(EXERCISE GOAL) Reproduce the listing below word for word, with no pictures.

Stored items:
>> Begin

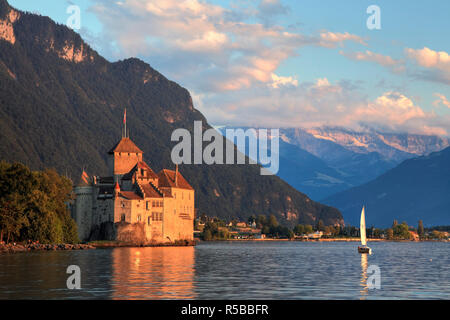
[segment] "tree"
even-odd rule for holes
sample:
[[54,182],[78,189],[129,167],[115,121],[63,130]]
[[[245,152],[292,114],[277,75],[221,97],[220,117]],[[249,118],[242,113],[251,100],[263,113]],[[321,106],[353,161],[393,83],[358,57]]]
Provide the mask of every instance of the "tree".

>> End

(WRITTEN RESPONSE)
[segment] "tree"
even-odd rule for holes
sample:
[[54,182],[78,189],[129,167],[115,121],[63,130]]
[[[245,152],[292,114],[277,75],[221,97],[220,117]],[[249,118],[242,113],[251,100],[263,113]],[[321,106],[353,161],[393,83],[358,57]]]
Provide the mask of every instance of the "tree".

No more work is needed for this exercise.